## WRITTEN INSTRUCTION
Can you copy out all the rows below, switching every "photograph" to "image" and leaving everything else unchanged? Omit the pictures.

## DATA ROWS
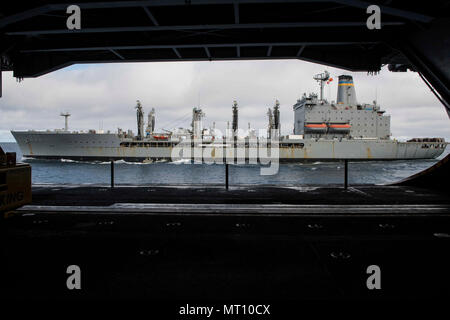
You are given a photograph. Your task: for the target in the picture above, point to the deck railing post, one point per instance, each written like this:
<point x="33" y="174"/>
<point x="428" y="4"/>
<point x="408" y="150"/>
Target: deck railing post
<point x="345" y="174"/>
<point x="112" y="174"/>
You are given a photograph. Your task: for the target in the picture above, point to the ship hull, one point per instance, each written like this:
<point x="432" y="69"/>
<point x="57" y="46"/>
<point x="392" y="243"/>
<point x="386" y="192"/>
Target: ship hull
<point x="104" y="147"/>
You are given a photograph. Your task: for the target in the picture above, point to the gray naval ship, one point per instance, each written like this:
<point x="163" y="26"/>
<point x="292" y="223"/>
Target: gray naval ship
<point x="323" y="130"/>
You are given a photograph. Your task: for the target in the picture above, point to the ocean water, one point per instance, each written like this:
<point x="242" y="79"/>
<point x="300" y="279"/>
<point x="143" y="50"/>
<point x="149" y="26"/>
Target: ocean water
<point x="168" y="173"/>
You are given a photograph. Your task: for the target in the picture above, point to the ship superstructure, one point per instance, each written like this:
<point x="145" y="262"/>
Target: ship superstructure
<point x="323" y="130"/>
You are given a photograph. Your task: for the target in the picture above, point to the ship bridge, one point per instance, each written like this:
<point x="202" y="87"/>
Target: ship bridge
<point x="201" y="244"/>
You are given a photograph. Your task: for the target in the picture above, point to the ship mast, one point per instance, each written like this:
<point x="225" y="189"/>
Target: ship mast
<point x="235" y="118"/>
<point x="66" y="115"/>
<point x="321" y="78"/>
<point x="140" y="120"/>
<point x="276" y="117"/>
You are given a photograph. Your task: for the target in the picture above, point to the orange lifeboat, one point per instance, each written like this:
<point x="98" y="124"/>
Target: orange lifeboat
<point x="341" y="127"/>
<point x="316" y="127"/>
<point x="160" y="137"/>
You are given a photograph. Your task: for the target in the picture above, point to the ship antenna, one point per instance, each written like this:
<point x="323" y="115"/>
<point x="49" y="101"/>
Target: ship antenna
<point x="66" y="115"/>
<point x="321" y="78"/>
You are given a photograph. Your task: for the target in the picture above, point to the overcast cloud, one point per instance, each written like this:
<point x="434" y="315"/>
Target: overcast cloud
<point x="105" y="96"/>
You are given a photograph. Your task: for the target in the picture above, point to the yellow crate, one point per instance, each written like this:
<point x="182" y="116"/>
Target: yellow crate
<point x="15" y="186"/>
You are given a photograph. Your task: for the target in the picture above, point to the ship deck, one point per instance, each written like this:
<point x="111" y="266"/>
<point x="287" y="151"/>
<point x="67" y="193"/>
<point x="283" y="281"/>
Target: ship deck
<point x="192" y="242"/>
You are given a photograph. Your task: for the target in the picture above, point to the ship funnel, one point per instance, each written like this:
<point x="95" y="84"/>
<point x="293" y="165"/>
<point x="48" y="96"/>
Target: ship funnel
<point x="346" y="91"/>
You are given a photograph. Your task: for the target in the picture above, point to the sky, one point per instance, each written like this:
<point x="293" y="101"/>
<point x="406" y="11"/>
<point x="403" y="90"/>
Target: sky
<point x="103" y="96"/>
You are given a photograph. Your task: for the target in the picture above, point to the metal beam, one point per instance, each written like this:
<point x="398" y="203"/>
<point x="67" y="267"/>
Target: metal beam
<point x="388" y="10"/>
<point x="150" y="15"/>
<point x="154" y="3"/>
<point x="299" y="52"/>
<point x="117" y="54"/>
<point x="177" y="53"/>
<point x="221" y="45"/>
<point x="323" y="24"/>
<point x="208" y="54"/>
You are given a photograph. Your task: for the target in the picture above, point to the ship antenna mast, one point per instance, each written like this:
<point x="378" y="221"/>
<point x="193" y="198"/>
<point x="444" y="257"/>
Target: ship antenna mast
<point x="66" y="116"/>
<point x="321" y="78"/>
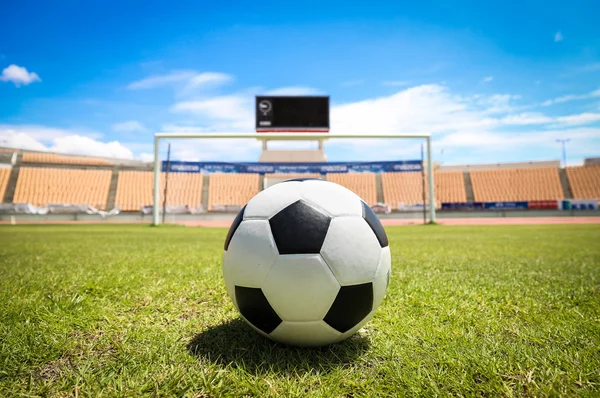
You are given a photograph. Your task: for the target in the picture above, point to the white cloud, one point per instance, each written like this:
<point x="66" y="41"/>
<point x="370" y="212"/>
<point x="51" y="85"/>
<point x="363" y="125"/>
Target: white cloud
<point x="572" y="97"/>
<point x="352" y="83"/>
<point x="18" y="75"/>
<point x="60" y="141"/>
<point x="208" y="78"/>
<point x="294" y="90"/>
<point x="186" y="80"/>
<point x="233" y="109"/>
<point x="558" y="37"/>
<point x="577" y="120"/>
<point x="590" y="68"/>
<point x="396" y="83"/>
<point x="162" y="80"/>
<point x="129" y="126"/>
<point x="513" y="140"/>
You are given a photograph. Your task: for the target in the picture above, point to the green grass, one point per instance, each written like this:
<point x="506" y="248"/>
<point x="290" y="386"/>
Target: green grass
<point x="132" y="310"/>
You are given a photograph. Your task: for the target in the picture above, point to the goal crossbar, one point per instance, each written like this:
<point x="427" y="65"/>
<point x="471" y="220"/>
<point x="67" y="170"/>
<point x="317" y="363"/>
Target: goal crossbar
<point x="284" y="137"/>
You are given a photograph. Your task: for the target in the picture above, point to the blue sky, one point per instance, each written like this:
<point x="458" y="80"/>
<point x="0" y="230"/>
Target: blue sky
<point x="492" y="81"/>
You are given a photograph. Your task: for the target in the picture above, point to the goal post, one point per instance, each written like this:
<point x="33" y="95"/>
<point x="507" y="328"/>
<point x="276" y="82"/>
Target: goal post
<point x="285" y="137"/>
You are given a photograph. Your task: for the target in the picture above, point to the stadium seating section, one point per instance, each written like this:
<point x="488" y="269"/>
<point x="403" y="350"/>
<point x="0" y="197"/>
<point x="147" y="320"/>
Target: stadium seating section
<point x="231" y="189"/>
<point x="516" y="184"/>
<point x="584" y="181"/>
<point x="32" y="157"/>
<point x="79" y="184"/>
<point x="4" y="176"/>
<point x="408" y="187"/>
<point x="43" y="186"/>
<point x="362" y="184"/>
<point x="134" y="190"/>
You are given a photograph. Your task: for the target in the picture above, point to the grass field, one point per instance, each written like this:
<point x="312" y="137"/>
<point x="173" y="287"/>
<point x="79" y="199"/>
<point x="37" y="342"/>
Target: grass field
<point x="134" y="310"/>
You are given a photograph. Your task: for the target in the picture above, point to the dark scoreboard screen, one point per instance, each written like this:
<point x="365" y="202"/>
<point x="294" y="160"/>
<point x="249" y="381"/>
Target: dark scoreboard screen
<point x="292" y="113"/>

## ANSWER
You are given a image. Your task: for the target in the picture above, point to the deck railing post, one point per instance, each written like this:
<point x="33" y="174"/>
<point x="428" y="4"/>
<point x="408" y="150"/>
Target: deck railing post
<point x="345" y="174"/>
<point x="112" y="174"/>
You are given a image. Your task: for the target in the picture above, point to the ship hull, one point per instance, each written like this:
<point x="432" y="69"/>
<point x="57" y="46"/>
<point x="392" y="243"/>
<point x="386" y="192"/>
Target: ship hull
<point x="104" y="147"/>
You are given a image. Your task: for the target in the picture above, point to the gray naval ship, one point per instance, each written like this:
<point x="163" y="26"/>
<point x="292" y="223"/>
Target: gray naval ship
<point x="323" y="130"/>
You are given a image. Your task: for the target in the picture above, point to the ocean water, one point per instance, each written like this:
<point x="242" y="79"/>
<point x="300" y="279"/>
<point x="143" y="50"/>
<point x="149" y="26"/>
Target: ocean water
<point x="168" y="173"/>
You are given a image. Your task: for the target in the picture above, point to the ship superstructure, one point per instance, each written like this:
<point x="145" y="262"/>
Target: ship superstructure
<point x="323" y="130"/>
You are given a image. Your task: for the target in the picture above, point to the ship bridge, one point per instance, each written like this:
<point x="202" y="87"/>
Target: ship bridge
<point x="201" y="244"/>
You are given a image. Your task: for the target in the picture above, point to the ship mast, one point per instance, each written like this:
<point x="225" y="189"/>
Target: ship mast
<point x="235" y="118"/>
<point x="66" y="115"/>
<point x="321" y="78"/>
<point x="140" y="120"/>
<point x="276" y="117"/>
You are given a image. Your task: for the target in the picture above, point to the orange lifeboat, one point per instance, each written like this:
<point x="98" y="124"/>
Target: orange lifeboat
<point x="341" y="127"/>
<point x="316" y="127"/>
<point x="160" y="137"/>
You are given a image. Your task: for the target in the picture above, point to the ship antenna, one point per instance, each written like this:
<point x="323" y="115"/>
<point x="49" y="101"/>
Target: ship antenna
<point x="66" y="115"/>
<point x="321" y="78"/>
You are given a image. Your task: for the target in the picture above, point to the overcast cloud, one point per instance, each written like this:
<point x="434" y="315"/>
Target: overcast cloud
<point x="105" y="96"/>
You are given a image. Your task: for the target in the picture above, point to the yellow crate, one point per instance, each written like this:
<point x="182" y="116"/>
Target: yellow crate
<point x="15" y="186"/>
You are given a image. Your task: for the target in the picture above, point to the ship deck, one point per instance, each written like this:
<point x="111" y="266"/>
<point x="287" y="151"/>
<point x="67" y="193"/>
<point x="283" y="281"/>
Target: ship deck
<point x="192" y="242"/>
You are given a image. Your task: for the target in the picture above, point to the ship funnel, one point per instance, each written like this:
<point x="95" y="84"/>
<point x="293" y="165"/>
<point x="48" y="96"/>
Target: ship funnel
<point x="346" y="91"/>
You are given a image. Your task: for the target in the picture above, point to the sky, one point per instance, each written like this:
<point x="293" y="101"/>
<point x="406" y="11"/>
<point x="403" y="90"/>
Target: sky
<point x="103" y="96"/>
You are given a image. Your task: for the target in the picture above, point to the metal beam, one point per instance, each written like this:
<point x="398" y="203"/>
<point x="67" y="267"/>
Target: metal beam
<point x="388" y="10"/>
<point x="150" y="15"/>
<point x="154" y="3"/>
<point x="299" y="52"/>
<point x="117" y="54"/>
<point x="177" y="53"/>
<point x="221" y="45"/>
<point x="323" y="24"/>
<point x="208" y="54"/>
You are given a image. Your task: for the target in the picture above, point to the ship antenna mast, one point per instance, each written like this:
<point x="378" y="221"/>
<point x="193" y="198"/>
<point x="444" y="257"/>
Target: ship antenna mast
<point x="66" y="116"/>
<point x="321" y="78"/>
You are given a image. Your task: for the target in the picture above, point to the white cloud, one point per instance, each written like this:
<point x="66" y="41"/>
<point x="370" y="212"/>
<point x="51" y="85"/>
<point x="363" y="125"/>
Target: white cloud
<point x="572" y="97"/>
<point x="352" y="83"/>
<point x="18" y="75"/>
<point x="60" y="141"/>
<point x="208" y="78"/>
<point x="294" y="90"/>
<point x="186" y="80"/>
<point x="233" y="109"/>
<point x="558" y="37"/>
<point x="577" y="120"/>
<point x="590" y="68"/>
<point x="396" y="83"/>
<point x="162" y="80"/>
<point x="129" y="126"/>
<point x="513" y="140"/>
You are given a image. Your task: for the target in the picture above, point to the green grass, one point per instance, each written like this:
<point x="506" y="248"/>
<point x="290" y="386"/>
Target: green grass
<point x="132" y="310"/>
You are given a image. Your task: for the target in the picture above, point to the goal crossbar, one point per instance, each written like this:
<point x="427" y="65"/>
<point x="471" y="220"/>
<point x="67" y="170"/>
<point x="317" y="363"/>
Target: goal crossbar
<point x="284" y="137"/>
You are given a image. Your task: for the target in the picture above, point to the blue sky, one point per instance, each written like this:
<point x="458" y="80"/>
<point x="0" y="230"/>
Target: blue sky
<point x="492" y="81"/>
You are given a image. Your task: for the target in the picture above, point to the goal post, one point per instance, each written like this:
<point x="33" y="95"/>
<point x="507" y="328"/>
<point x="276" y="82"/>
Target: goal post
<point x="285" y="137"/>
You are given a image. Your task: for the target in the picture above, point to the stadium seating section, one point per instance, each written like this:
<point x="488" y="269"/>
<point x="403" y="350"/>
<point x="0" y="197"/>
<point x="147" y="320"/>
Target: stadium seating section
<point x="231" y="189"/>
<point x="516" y="184"/>
<point x="584" y="181"/>
<point x="32" y="157"/>
<point x="79" y="184"/>
<point x="4" y="176"/>
<point x="408" y="187"/>
<point x="43" y="186"/>
<point x="362" y="184"/>
<point x="134" y="190"/>
You are given a image. Your task: for the target in the picture above, point to the grass field, one point per instance, each written like this:
<point x="312" y="137"/>
<point x="173" y="287"/>
<point x="79" y="199"/>
<point x="37" y="342"/>
Target: grass field
<point x="134" y="310"/>
You are given a image. Your task: for the target in the picture above, point to the dark scoreboard screen, one point per instance, each written like this:
<point x="365" y="202"/>
<point x="294" y="160"/>
<point x="249" y="381"/>
Target: dark scoreboard screen
<point x="292" y="113"/>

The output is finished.